## Begin Stored data

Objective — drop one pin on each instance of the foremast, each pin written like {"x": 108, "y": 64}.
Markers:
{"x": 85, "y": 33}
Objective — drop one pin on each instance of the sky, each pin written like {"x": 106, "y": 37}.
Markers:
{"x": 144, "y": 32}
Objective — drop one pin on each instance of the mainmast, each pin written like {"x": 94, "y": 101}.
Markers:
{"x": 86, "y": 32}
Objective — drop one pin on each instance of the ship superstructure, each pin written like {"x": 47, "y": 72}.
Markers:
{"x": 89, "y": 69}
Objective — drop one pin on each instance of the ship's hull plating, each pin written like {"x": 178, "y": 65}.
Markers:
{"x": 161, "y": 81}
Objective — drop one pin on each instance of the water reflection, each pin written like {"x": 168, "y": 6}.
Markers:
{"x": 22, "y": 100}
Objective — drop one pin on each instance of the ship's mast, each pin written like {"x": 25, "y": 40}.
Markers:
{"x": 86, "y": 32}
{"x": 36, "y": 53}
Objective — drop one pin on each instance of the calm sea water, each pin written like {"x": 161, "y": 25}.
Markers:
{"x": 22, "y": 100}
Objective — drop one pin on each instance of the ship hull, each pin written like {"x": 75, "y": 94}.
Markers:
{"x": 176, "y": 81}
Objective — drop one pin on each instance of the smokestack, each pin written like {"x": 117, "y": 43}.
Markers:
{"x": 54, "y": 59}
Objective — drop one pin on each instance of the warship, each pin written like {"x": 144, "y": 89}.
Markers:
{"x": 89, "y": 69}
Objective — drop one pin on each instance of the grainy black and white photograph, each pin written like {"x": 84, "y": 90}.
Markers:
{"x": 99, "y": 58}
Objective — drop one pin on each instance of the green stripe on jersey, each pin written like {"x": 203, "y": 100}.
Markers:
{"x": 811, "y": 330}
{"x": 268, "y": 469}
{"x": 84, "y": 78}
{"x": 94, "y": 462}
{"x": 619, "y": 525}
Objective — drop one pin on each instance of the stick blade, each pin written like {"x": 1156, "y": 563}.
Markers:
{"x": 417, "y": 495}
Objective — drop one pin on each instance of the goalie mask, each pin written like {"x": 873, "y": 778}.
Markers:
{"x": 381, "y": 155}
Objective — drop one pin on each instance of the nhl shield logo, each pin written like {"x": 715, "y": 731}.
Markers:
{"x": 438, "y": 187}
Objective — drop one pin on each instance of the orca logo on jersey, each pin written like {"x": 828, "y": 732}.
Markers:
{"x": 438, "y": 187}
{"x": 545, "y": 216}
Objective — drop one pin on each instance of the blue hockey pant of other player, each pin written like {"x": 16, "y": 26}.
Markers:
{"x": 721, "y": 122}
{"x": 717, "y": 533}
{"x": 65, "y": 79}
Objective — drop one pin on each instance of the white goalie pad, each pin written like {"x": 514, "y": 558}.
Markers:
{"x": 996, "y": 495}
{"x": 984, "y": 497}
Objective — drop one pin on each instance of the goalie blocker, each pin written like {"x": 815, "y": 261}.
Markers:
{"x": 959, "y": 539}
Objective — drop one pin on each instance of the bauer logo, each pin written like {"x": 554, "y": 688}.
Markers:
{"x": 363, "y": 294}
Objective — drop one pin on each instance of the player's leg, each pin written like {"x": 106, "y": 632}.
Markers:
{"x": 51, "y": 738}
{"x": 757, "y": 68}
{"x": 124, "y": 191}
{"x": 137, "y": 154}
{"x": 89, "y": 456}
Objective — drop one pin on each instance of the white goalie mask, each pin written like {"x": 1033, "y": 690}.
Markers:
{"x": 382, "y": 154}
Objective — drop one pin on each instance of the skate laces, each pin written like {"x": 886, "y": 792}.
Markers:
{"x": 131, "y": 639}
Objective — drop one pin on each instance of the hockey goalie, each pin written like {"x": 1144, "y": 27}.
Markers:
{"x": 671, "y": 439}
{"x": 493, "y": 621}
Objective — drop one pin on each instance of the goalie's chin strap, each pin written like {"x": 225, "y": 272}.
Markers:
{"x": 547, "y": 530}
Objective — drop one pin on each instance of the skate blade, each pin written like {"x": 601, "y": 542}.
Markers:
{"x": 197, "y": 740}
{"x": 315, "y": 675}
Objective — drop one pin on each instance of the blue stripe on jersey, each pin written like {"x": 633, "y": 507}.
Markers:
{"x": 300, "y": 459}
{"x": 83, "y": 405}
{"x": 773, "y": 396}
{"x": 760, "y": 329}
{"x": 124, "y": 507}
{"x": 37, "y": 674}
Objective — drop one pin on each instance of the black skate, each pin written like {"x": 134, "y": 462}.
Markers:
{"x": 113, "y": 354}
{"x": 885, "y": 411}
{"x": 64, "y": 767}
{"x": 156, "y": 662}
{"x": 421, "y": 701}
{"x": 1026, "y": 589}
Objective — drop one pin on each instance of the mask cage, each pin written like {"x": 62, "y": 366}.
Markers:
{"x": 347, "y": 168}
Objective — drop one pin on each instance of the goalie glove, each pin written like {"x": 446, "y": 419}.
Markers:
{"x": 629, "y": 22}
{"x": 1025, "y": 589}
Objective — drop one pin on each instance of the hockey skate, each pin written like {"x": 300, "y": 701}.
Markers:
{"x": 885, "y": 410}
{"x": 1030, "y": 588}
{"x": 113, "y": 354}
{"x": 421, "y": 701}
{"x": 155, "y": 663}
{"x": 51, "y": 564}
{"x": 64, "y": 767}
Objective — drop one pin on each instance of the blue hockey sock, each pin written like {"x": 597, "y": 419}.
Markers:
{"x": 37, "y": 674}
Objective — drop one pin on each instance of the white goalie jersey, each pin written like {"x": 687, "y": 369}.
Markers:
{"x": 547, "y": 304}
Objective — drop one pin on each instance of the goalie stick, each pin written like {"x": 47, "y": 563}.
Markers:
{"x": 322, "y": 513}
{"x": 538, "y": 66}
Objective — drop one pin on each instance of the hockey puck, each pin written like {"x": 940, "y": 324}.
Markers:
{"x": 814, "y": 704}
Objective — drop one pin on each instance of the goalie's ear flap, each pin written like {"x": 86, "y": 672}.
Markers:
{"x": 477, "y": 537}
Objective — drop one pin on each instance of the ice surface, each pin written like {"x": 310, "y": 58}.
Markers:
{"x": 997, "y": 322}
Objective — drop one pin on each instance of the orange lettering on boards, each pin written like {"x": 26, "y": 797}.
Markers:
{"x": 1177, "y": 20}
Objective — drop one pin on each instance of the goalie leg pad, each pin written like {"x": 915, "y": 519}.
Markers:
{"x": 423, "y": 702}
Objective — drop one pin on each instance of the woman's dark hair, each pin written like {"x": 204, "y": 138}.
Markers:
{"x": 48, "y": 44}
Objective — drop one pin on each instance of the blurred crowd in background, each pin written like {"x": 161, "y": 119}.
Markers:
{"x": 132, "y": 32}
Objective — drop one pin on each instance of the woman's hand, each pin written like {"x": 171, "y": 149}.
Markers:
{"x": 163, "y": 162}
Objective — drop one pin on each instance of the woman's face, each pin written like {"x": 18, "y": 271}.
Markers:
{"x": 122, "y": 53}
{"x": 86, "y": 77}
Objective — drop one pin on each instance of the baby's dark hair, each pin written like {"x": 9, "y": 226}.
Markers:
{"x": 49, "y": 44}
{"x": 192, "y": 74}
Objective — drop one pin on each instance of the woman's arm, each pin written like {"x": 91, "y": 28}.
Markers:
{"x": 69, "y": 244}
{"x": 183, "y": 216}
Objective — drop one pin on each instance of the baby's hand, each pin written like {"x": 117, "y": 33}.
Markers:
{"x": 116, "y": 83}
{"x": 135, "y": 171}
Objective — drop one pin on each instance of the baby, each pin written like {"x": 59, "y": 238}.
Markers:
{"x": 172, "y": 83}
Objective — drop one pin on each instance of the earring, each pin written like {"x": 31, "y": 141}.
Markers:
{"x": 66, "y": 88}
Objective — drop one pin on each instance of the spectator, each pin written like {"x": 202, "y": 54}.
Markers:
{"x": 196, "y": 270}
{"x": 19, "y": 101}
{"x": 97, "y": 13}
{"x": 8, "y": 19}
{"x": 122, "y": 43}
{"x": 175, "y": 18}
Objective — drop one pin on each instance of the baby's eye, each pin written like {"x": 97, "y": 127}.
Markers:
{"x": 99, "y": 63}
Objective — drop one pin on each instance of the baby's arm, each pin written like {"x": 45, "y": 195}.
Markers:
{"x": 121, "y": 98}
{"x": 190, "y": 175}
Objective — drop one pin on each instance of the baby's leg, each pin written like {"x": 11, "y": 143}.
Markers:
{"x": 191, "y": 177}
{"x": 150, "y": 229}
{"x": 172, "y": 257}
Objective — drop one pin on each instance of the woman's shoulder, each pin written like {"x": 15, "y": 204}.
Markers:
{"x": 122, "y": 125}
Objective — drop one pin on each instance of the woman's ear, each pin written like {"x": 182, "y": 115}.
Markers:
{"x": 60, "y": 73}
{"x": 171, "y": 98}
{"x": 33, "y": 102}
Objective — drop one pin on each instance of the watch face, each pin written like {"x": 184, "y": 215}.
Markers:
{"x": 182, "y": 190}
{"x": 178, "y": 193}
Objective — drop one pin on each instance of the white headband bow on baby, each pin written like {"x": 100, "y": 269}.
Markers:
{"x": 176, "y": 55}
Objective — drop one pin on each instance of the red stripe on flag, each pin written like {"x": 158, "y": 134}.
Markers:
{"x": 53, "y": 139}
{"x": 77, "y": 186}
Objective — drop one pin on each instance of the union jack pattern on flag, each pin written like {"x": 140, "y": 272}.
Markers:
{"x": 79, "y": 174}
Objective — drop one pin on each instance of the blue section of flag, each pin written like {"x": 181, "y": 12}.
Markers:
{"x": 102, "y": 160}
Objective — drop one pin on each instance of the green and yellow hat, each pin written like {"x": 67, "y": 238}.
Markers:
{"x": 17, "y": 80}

## End Stored data

• Exercise instructions
Format the lines from the one containing "the green and" through the last line of the records as a JSON list of strings, one string per line, skipping any blank lines.

• Written solution
[
  "Objective — drop one pin on each instance of the green and yellow hat, each pin written like {\"x\": 67, \"y\": 238}.",
  "Markers:",
  "{\"x\": 17, \"y\": 80}"
]